__Required work__: Reproduce every entry precisely as written.

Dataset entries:
════════════════════

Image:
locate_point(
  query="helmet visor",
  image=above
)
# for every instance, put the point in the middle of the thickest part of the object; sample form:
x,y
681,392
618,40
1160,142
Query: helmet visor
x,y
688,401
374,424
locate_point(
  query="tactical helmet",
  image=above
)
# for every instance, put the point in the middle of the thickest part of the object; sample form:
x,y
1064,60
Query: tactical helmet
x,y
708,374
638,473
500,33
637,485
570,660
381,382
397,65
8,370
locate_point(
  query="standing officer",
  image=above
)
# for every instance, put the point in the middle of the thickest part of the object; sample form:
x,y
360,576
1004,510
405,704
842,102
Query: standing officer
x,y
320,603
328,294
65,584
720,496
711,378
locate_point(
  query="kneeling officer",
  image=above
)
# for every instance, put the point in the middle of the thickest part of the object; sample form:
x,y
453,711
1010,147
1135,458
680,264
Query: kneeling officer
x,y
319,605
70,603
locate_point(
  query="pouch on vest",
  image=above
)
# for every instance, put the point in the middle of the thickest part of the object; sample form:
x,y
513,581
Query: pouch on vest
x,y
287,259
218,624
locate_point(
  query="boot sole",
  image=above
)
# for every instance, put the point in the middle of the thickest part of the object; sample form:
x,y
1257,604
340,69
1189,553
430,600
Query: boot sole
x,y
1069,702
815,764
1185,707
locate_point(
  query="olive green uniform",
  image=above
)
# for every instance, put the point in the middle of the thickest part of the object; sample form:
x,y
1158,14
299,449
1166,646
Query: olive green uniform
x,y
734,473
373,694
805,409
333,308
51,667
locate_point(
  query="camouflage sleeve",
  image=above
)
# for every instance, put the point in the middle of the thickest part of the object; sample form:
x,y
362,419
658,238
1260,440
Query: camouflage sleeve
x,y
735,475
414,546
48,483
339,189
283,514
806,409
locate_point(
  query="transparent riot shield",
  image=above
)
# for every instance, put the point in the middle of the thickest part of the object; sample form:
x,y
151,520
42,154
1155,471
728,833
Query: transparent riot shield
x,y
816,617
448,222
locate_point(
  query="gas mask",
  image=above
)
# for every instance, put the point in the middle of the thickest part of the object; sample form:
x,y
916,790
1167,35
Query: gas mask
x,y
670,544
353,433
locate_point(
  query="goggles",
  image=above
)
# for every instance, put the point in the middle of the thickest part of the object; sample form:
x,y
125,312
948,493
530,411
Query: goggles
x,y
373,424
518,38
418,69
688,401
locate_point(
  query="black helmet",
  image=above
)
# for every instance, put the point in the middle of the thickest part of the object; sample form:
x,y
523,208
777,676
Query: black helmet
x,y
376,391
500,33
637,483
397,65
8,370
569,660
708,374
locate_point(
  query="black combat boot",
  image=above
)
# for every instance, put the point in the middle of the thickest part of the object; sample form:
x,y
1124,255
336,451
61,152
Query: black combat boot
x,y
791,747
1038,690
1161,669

════════════════════

__Task result__:
Image:
locate_point(
  query="helmet visor",
  image=above
)
# for every instance, put the point in the middle of the thickest part of the object; sample form:
x,y
681,392
618,40
1160,142
Query: helmet visor
x,y
688,401
374,424
locate_point(
  query="tactical helmet",
  image=above
)
# for every instance, put the point in the middle of the thickest part of the object; sample form:
x,y
1064,60
Query: tactical helmet
x,y
708,374
638,473
500,33
637,485
570,660
381,382
397,65
8,370
locate_point(
  query="standing officer",
  image=above
)
# for every instance, put the point in the middle of the thickest part of the object; sample form:
x,y
360,576
1004,510
405,704
842,102
Query: standing officer
x,y
320,603
328,294
65,584
720,496
711,378
locate_point(
  query="kneeling officer",
  image=above
)
# for every instance, put the point in the middle of the thickest part of the object; sample form:
x,y
453,711
1010,147
1135,458
680,264
Query: kneeling officer
x,y
319,605
70,603
locate_point(
  query="pouch on vest",
  image=above
)
# for every instance, put the point in the middle of the thickest part of the object; sample form:
x,y
513,581
Query: pouch on vest
x,y
287,259
218,624
locate_point(
  query="boot sole",
  image=above
)
# for every instance, put the point in the middle of the thickest part of the object; sample form:
x,y
1257,604
340,69
1189,553
430,600
Query: boot sole
x,y
1069,702
815,764
1185,707
locate_point(
  query="olive green uniform",
  image=above
)
# for every instance, put the point in the middle of the thickest part of the object; sample form:
x,y
1158,14
299,449
1166,646
Query: olive green uniform
x,y
734,473
373,694
805,409
333,308
51,667
locate_point(
  query="camouflage sleeve",
  image=above
)
# for every instance, put the point in the middle of the thickest part of the object; sample form:
x,y
362,419
658,238
1260,440
Query: camouflage sleeve
x,y
735,475
414,546
48,483
339,189
283,514
806,409
locate_point(
  query="transparent riot shield",
  image=above
)
# for every instance, put the point in the middle of the thickest part of the object; sample form:
x,y
151,520
42,154
1155,471
728,833
Query: transparent riot shield
x,y
816,617
448,222
locate_point(
  query="gas mask",
  image=above
)
# for every instance, put the point in the middle of the thickest part of the object; sample form:
x,y
916,790
1167,35
Query: gas mask
x,y
670,544
353,433
locate_point(
  query="goggles",
  image=above
)
# for every instance, put the point in the middle of the thickest part of the object; sample form:
x,y
125,312
948,493
530,411
Query: goggles
x,y
373,424
518,38
418,69
688,401
locate_point(
  query="black helmet",
  image=above
)
# for every instance, put the point in the middle of the thickest part of the object; sample form:
x,y
523,208
777,676
Query: black helmet
x,y
376,391
500,33
637,483
397,65
8,370
569,660
708,374
locate_point(
  query="black combat boot",
  image=above
)
# for every instance, put the point in the middle of the thickest part of the object; sample form:
x,y
1124,255
336,451
61,152
Query: black combat boot
x,y
791,747
1038,690
1161,669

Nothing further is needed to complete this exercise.